** START Extract **

4.1           Execution of Amendment Documents. Bank shall have received (i) an executed copy of this Amendment and an executed copy of the Acknowledgement and Consent of the Guarantors in the form of Exhibit A attached hereto, or (ii) all other certificates, agreements and documents described on the closing checklist attached hereto as Exhibit B.

 

4.2           Fees and Expenses. Borrower shall have reimbursed Bank for all of Bank’s fees and expenses, including attorneys’ fees and expenses, incurred by Bank in connection with this Amendment.

 

5.           No Other Changes. Except as specifically provided in this Amendment, this Amendment does not amend, modify or constitute a waiver or forgiveness of any provision of the Agreement or Loan Documents and shall not impair the rights, remedies, and security given in and by the Loan Documents.

 

6.           Successors and Assigns. This Amendment shall inure to the benefit of and be binding upon the parties and their respective successors and assigns.

** END Extract **
** START Dataset **

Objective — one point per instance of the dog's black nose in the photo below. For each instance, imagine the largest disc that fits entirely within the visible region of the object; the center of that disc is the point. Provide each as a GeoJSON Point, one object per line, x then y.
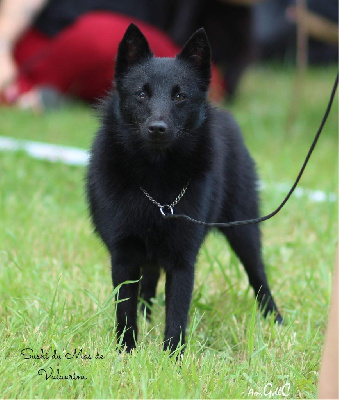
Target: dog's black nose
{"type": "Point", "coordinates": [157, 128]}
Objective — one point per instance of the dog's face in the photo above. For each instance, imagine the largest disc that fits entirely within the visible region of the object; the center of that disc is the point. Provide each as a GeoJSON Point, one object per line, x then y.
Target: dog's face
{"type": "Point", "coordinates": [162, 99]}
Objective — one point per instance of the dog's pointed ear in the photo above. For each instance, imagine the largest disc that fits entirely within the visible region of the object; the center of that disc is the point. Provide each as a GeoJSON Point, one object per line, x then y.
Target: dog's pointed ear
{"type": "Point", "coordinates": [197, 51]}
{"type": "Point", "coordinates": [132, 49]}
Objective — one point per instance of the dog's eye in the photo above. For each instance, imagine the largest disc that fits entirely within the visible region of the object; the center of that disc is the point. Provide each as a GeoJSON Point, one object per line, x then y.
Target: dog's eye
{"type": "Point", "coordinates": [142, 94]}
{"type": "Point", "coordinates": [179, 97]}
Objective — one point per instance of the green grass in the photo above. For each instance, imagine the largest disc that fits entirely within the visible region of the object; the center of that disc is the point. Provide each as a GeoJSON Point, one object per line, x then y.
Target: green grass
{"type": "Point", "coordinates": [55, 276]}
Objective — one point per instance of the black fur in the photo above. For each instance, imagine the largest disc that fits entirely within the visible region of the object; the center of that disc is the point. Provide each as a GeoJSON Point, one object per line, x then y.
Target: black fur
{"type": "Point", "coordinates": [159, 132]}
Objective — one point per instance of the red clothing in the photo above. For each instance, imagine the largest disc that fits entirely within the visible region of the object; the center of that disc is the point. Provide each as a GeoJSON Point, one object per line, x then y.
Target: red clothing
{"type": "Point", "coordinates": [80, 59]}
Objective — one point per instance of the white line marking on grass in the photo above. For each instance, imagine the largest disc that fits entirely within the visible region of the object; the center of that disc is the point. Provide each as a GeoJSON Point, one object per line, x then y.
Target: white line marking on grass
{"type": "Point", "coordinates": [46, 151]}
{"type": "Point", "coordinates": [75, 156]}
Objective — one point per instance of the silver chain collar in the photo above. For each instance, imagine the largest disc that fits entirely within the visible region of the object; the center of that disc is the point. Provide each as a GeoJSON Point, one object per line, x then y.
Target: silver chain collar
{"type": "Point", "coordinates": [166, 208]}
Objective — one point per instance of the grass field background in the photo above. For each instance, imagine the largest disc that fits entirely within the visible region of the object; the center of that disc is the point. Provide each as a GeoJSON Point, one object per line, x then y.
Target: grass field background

** END Dataset **

In the loan amendment excerpt, what kind of fees does the section on fees and expenses specifically include among the Bank's costs that the Borrower must reimburse?

Attorneys' fees and expenses.